* _What this task involves_: Output the material beneath this task exactly, images excluded.

---- Dataset extract

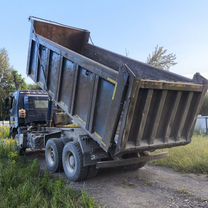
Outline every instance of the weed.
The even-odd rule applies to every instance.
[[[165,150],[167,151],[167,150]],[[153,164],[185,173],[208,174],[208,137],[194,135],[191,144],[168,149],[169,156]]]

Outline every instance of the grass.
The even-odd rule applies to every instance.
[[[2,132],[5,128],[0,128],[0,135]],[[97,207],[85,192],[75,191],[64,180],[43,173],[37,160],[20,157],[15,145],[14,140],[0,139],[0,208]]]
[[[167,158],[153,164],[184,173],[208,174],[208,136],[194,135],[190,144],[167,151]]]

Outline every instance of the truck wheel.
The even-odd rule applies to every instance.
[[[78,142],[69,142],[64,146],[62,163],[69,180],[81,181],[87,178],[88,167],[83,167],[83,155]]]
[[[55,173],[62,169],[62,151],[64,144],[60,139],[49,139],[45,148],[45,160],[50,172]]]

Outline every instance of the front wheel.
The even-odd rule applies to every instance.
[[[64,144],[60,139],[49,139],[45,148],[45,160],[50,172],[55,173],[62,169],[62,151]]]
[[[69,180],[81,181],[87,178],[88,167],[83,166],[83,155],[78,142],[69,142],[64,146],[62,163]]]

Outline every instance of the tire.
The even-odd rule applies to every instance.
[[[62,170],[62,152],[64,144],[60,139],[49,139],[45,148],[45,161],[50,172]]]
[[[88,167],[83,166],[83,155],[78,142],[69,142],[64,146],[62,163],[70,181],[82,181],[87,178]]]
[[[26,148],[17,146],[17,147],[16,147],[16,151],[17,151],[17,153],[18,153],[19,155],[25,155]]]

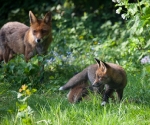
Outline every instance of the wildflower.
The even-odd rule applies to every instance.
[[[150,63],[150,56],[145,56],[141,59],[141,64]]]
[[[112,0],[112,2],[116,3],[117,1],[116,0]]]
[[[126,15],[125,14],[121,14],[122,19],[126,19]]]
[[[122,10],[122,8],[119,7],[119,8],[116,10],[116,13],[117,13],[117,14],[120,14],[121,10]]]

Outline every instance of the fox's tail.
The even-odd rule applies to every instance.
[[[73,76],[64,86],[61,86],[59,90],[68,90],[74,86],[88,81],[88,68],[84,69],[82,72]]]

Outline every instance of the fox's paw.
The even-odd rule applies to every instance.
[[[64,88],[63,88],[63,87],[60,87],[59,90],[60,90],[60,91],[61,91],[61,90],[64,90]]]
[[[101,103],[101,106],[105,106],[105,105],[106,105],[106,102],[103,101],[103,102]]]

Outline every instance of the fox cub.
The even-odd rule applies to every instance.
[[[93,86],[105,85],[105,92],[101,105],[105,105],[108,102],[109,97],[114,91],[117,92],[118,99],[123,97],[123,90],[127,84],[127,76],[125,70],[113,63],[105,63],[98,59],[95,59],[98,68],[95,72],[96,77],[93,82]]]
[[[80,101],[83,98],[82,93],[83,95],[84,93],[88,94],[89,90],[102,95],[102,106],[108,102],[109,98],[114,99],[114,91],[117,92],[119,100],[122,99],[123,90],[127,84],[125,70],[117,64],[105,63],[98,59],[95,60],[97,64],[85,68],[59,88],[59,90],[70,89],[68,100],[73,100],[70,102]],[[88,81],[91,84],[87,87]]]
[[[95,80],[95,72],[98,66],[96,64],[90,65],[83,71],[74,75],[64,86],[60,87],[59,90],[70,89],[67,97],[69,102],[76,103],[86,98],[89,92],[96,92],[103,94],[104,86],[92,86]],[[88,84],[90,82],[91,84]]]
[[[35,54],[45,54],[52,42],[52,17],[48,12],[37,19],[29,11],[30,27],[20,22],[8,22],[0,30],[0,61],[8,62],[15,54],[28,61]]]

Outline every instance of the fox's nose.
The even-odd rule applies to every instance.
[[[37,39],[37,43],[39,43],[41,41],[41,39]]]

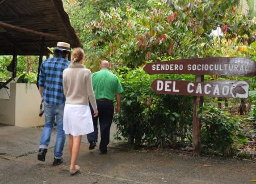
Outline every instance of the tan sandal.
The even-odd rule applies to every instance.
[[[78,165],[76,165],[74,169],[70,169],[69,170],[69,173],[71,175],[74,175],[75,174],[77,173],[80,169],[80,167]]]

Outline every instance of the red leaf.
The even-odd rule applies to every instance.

--------

* _Response_:
Outline every instance of the weed.
The even-odd rule applies to every instance.
[[[165,150],[167,151],[167,150]],[[153,164],[185,173],[208,174],[208,137],[194,135],[191,144],[168,149],[169,156]]]

Outline every instance of the grass.
The even-odd rule applies to every instance.
[[[2,132],[5,128],[0,128],[0,135]],[[97,207],[85,192],[75,191],[64,180],[43,173],[37,160],[20,157],[15,145],[14,140],[0,139],[0,208]]]
[[[167,158],[153,164],[184,173],[208,174],[208,136],[194,135],[190,144],[167,151]]]

Outline every instance of the truck wheel.
The even-odd rule applies to every instance.
[[[78,142],[69,142],[64,146],[62,163],[69,180],[81,181],[87,178],[88,167],[83,167],[83,155]]]
[[[55,173],[62,169],[62,151],[64,144],[60,139],[49,139],[45,148],[45,160],[50,172]]]

Outline every instance of the front wheel.
The even-odd rule applies to every instance.
[[[64,144],[60,139],[49,139],[45,148],[45,160],[50,172],[55,173],[62,169],[62,151]]]
[[[69,180],[81,181],[87,178],[88,167],[83,166],[83,155],[78,142],[69,142],[64,146],[62,163]]]

Outline every instance of the tire.
The even-odd rule applies to every instance.
[[[62,170],[62,152],[64,144],[60,139],[49,139],[45,148],[45,161],[50,172]]]
[[[88,167],[83,166],[83,155],[78,142],[69,142],[64,146],[62,163],[70,181],[82,181],[87,178]]]
[[[26,148],[17,146],[17,147],[16,147],[16,151],[17,151],[17,153],[18,153],[19,155],[25,155]]]

Outline every instance of the wildflower.
The even-odd rule applies to every instance.
[[[150,63],[150,56],[145,56],[141,59],[141,64]]]
[[[112,0],[112,2],[116,3],[117,1],[116,0]]]
[[[126,15],[125,14],[121,14],[122,19],[126,19]]]
[[[122,10],[122,8],[119,7],[119,8],[116,10],[116,13],[117,13],[117,14],[120,14],[121,10]]]

Outline every instance of the fox's tail.
The even-odd rule applies to every instance.
[[[73,76],[64,86],[61,86],[59,90],[68,90],[74,86],[88,81],[88,68],[84,69],[82,72]]]

Outline every instance of the fox's paw.
The even-odd rule applies to every instance.
[[[64,88],[63,88],[63,87],[60,87],[59,90],[60,90],[60,91],[61,91],[61,90],[64,90]]]
[[[101,103],[101,106],[105,106],[105,105],[106,105],[106,102],[103,101],[103,102]]]

Outline every instance of the fox cub.
The even-odd rule applies to every instance.
[[[93,86],[105,85],[105,92],[101,105],[105,105],[108,102],[109,97],[114,91],[117,92],[118,99],[123,97],[123,90],[127,84],[127,76],[125,70],[113,63],[105,63],[98,59],[95,59],[98,68],[95,72],[96,77],[93,82]]]
[[[80,101],[83,98],[82,93],[83,95],[84,93],[88,94],[89,90],[102,95],[102,106],[108,102],[109,98],[114,99],[114,91],[117,92],[119,100],[122,99],[123,90],[127,84],[125,70],[117,64],[105,63],[98,59],[95,60],[97,64],[85,68],[59,88],[59,90],[70,89],[68,100],[73,100],[70,102]],[[88,81],[91,84],[87,87]]]
[[[95,80],[95,72],[98,66],[96,64],[90,65],[83,71],[74,75],[64,86],[60,87],[59,90],[70,89],[67,97],[69,102],[76,103],[86,98],[89,92],[96,92],[103,94],[104,86],[92,86]],[[88,84],[90,82],[91,84]]]
[[[35,54],[45,54],[52,42],[52,17],[48,12],[37,19],[29,11],[30,27],[20,22],[8,22],[0,30],[0,61],[8,62],[15,54],[28,61]]]

Outline every instance of the fox's nose.
The even-odd rule applies to every instance.
[[[37,39],[37,43],[39,43],[41,41],[41,39]]]

Outline every instance of the tan sandal.
The even-odd rule applies to every instance.
[[[78,165],[76,165],[74,169],[70,169],[69,170],[69,173],[71,175],[74,175],[75,174],[77,173],[80,169],[80,167]]]

Outline every instance of the red leaf.
The even-odd rule applies to every instance.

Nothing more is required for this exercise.